======== Input for this task ========

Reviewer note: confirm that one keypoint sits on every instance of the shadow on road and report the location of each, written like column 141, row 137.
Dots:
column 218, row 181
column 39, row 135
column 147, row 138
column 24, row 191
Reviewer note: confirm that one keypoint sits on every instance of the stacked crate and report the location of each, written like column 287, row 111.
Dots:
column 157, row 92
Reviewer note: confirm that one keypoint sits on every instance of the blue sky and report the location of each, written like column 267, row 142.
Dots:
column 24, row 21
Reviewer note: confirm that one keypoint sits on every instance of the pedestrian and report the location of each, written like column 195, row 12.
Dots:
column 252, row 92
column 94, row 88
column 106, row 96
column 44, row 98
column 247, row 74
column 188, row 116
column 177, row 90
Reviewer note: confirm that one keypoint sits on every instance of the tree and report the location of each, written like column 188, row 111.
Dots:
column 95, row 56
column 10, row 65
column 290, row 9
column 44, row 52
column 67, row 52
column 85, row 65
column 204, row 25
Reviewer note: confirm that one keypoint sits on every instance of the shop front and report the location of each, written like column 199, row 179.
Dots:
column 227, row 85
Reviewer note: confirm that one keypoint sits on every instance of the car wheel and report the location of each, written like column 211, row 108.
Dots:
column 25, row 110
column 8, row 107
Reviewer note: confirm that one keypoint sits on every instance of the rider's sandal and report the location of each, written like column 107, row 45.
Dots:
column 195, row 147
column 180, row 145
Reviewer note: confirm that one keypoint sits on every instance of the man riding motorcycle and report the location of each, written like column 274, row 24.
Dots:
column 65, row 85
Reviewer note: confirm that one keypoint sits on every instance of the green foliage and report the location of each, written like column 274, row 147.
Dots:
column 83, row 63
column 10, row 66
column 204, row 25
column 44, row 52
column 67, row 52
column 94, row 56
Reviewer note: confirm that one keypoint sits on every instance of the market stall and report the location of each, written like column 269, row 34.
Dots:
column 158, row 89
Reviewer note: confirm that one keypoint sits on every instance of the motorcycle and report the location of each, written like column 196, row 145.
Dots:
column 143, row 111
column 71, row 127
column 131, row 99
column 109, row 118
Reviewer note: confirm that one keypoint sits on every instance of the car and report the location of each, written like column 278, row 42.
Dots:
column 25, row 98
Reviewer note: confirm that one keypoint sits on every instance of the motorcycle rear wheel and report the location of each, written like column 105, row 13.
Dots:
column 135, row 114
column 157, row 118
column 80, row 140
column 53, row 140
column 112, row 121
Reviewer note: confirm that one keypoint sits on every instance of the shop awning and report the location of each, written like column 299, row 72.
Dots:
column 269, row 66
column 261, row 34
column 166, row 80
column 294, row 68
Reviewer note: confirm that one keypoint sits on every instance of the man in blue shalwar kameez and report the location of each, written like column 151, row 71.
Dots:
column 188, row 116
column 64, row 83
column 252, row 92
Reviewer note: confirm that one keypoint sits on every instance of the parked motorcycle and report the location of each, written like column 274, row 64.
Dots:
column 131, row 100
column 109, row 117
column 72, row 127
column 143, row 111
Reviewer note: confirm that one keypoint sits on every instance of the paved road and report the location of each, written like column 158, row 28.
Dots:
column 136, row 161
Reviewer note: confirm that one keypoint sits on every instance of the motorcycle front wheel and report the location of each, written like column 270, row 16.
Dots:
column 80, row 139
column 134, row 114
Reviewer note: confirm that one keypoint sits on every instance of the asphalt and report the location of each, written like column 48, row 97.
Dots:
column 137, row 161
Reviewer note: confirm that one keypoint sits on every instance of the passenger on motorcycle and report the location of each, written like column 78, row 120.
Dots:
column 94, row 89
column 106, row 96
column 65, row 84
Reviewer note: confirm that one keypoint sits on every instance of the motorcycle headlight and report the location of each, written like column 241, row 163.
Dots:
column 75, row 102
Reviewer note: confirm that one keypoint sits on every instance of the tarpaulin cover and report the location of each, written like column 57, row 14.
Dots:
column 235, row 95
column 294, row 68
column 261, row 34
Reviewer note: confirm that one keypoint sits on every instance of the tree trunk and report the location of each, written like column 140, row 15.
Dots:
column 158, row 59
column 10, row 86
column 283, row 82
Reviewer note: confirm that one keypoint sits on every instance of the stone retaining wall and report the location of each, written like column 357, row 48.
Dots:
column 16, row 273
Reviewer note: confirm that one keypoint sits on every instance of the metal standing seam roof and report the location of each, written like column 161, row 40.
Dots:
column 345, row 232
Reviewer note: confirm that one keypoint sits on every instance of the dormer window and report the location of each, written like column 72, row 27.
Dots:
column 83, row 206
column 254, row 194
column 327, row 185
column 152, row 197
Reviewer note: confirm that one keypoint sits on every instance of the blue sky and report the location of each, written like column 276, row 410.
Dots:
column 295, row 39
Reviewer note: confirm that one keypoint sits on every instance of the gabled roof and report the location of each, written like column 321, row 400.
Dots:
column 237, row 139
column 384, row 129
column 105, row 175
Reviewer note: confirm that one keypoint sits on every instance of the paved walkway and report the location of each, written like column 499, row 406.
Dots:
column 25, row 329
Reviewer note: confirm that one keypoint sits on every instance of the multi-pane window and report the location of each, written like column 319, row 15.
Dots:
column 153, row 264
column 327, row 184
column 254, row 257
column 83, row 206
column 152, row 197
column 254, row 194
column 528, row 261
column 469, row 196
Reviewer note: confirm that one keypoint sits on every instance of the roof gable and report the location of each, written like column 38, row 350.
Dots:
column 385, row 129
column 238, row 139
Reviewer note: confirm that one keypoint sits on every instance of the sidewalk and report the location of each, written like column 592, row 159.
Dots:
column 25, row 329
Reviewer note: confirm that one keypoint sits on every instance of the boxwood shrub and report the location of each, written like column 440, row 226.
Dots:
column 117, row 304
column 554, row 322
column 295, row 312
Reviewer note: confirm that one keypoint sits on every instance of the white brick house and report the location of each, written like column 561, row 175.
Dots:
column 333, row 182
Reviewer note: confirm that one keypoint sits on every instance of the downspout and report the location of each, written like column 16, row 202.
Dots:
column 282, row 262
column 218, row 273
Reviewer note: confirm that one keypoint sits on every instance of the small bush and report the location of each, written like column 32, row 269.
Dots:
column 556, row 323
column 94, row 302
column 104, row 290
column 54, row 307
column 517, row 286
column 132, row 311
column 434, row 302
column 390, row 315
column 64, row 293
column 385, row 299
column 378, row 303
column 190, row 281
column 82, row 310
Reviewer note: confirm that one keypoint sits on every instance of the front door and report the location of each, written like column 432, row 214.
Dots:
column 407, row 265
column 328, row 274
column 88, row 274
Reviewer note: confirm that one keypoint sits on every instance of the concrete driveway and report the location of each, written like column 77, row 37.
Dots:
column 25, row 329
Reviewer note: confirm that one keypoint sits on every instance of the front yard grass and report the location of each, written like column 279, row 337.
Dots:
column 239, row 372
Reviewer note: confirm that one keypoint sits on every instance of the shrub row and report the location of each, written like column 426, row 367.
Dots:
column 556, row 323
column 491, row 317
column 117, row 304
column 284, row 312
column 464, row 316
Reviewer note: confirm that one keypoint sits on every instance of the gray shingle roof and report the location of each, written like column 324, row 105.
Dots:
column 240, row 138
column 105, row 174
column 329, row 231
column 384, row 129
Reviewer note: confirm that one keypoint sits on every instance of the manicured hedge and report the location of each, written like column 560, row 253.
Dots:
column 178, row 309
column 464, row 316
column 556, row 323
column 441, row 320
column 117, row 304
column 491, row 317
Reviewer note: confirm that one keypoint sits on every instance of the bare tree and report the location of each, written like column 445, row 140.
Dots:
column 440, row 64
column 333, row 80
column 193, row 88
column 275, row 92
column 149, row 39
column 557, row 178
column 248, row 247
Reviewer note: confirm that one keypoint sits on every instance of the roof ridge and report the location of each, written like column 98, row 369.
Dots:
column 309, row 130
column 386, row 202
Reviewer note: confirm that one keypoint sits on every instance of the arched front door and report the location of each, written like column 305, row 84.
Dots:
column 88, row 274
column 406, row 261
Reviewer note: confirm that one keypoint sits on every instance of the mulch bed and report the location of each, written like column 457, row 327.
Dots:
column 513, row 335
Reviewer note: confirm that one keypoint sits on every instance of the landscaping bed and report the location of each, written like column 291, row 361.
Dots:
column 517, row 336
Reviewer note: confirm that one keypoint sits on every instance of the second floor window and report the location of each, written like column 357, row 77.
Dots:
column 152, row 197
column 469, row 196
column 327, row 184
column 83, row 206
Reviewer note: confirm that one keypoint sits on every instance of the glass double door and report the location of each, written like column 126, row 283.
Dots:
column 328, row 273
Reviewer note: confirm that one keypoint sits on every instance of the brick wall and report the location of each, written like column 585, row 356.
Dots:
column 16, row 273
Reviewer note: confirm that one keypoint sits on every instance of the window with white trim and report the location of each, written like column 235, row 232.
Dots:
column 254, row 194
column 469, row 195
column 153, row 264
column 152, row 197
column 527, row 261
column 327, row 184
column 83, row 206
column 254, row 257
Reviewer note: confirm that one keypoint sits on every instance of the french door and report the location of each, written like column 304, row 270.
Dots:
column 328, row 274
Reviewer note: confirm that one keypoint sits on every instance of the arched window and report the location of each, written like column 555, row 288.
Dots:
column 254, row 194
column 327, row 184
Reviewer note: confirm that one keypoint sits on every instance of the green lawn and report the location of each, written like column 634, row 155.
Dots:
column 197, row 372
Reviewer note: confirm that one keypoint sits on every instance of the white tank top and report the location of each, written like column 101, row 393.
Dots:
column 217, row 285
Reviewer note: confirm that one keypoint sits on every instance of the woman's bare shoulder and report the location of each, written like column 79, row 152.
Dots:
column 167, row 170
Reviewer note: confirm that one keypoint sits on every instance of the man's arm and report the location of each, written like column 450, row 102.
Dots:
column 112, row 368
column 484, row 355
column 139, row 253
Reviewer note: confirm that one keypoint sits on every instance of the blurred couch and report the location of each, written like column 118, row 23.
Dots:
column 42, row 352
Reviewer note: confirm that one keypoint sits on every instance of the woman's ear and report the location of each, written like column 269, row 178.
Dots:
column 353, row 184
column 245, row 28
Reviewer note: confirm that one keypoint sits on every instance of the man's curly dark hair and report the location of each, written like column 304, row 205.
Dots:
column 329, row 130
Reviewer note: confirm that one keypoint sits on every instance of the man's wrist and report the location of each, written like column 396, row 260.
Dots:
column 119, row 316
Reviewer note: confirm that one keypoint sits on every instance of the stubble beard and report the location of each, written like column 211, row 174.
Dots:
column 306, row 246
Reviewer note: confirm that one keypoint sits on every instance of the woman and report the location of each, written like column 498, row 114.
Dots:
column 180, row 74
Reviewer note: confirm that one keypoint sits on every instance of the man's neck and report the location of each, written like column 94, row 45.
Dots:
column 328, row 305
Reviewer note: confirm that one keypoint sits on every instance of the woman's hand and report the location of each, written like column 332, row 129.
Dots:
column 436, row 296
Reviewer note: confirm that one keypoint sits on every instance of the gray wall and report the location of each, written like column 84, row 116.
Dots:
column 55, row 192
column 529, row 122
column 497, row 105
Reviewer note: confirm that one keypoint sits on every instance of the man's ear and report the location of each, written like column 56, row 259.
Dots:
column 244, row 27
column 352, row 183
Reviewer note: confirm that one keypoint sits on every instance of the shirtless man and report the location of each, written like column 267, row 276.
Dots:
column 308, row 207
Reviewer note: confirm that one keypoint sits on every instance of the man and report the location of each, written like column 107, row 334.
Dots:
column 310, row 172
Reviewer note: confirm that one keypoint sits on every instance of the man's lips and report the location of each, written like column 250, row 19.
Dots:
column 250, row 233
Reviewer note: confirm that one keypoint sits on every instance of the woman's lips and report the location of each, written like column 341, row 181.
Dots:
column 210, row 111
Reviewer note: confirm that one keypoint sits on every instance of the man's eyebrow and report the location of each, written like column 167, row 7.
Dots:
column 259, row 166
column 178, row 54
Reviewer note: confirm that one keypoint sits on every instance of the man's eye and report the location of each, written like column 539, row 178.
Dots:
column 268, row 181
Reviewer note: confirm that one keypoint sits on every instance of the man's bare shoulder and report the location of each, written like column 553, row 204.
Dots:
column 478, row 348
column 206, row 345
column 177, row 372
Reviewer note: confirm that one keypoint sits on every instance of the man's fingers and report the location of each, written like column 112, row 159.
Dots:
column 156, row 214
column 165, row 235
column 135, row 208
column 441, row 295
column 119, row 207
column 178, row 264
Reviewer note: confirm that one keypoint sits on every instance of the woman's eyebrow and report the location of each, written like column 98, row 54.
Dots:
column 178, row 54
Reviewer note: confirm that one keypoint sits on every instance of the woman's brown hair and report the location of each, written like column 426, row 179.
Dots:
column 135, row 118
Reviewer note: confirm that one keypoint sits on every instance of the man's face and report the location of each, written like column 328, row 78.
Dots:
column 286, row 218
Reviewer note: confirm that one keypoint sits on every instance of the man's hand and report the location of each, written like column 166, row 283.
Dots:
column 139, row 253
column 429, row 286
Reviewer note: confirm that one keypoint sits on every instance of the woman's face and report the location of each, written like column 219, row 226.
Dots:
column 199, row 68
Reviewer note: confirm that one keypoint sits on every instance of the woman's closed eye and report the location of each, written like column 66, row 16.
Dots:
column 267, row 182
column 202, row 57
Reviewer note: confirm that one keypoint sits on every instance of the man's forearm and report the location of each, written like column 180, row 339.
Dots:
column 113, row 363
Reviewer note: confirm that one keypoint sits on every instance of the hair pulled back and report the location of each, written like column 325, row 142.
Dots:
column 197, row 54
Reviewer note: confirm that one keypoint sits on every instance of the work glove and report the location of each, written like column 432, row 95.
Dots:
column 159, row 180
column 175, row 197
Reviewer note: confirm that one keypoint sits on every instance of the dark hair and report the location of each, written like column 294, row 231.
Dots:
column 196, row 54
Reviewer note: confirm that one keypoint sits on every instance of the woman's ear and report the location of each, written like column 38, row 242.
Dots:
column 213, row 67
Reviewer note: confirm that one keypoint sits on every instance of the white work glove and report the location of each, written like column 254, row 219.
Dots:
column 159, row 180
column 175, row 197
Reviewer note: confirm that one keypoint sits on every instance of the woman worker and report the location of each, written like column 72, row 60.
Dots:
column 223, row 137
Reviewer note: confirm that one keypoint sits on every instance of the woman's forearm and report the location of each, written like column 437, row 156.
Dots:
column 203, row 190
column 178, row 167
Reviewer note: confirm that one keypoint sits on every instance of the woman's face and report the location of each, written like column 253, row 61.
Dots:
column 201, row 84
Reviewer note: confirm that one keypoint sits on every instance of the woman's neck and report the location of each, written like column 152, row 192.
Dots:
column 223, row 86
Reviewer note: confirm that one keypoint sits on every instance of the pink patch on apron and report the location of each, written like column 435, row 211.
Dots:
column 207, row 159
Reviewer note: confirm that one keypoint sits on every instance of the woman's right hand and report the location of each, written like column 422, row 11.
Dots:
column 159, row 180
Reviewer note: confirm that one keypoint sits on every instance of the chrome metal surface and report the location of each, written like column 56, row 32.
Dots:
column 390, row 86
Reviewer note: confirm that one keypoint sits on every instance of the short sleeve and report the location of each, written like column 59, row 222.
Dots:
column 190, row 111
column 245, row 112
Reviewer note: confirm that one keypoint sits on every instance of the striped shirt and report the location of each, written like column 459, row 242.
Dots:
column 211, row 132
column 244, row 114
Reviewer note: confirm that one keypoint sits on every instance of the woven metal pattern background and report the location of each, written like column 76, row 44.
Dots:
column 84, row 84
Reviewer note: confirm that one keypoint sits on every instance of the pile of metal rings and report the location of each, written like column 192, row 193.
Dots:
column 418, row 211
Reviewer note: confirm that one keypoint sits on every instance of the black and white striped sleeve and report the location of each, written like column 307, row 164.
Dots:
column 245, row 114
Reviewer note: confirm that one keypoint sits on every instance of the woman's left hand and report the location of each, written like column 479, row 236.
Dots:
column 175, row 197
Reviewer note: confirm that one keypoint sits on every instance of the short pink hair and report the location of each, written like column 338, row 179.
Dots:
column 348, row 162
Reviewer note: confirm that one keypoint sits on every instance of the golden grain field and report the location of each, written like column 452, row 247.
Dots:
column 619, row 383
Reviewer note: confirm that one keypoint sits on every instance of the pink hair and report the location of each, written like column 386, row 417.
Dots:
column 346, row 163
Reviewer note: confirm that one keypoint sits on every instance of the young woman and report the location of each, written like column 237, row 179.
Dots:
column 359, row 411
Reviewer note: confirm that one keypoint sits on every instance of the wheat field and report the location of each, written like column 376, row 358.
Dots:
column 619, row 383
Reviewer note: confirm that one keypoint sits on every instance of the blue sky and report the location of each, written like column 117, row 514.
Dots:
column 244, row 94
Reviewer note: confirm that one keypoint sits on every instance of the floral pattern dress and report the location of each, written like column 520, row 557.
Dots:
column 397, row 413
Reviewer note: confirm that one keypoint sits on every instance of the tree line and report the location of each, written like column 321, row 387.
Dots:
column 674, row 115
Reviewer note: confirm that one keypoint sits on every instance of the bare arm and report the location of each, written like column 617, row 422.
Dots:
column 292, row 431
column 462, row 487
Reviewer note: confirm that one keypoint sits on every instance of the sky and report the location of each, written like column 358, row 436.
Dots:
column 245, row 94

========

Task prompt -> Return, from the data above, each line in which the string "metal" appears.

Answer area ->
Reviewer note: confirm that one keypoint sits on every instance of the metal standing seam roof and report the location of each, written like column 161, row 40.
Reviewer note: confirm that one keypoint sits on every instance of the chrome metal surface and report the location of each, written like column 56, row 32.
Reviewer note: confirm that one keypoint sits on every instance of the woven metal pattern background and report the location of each, written like column 76, row 44.
Reviewer note: confirm that one keypoint sits on every instance of the pile of metal rings and report the location of each, written like column 192, row 193.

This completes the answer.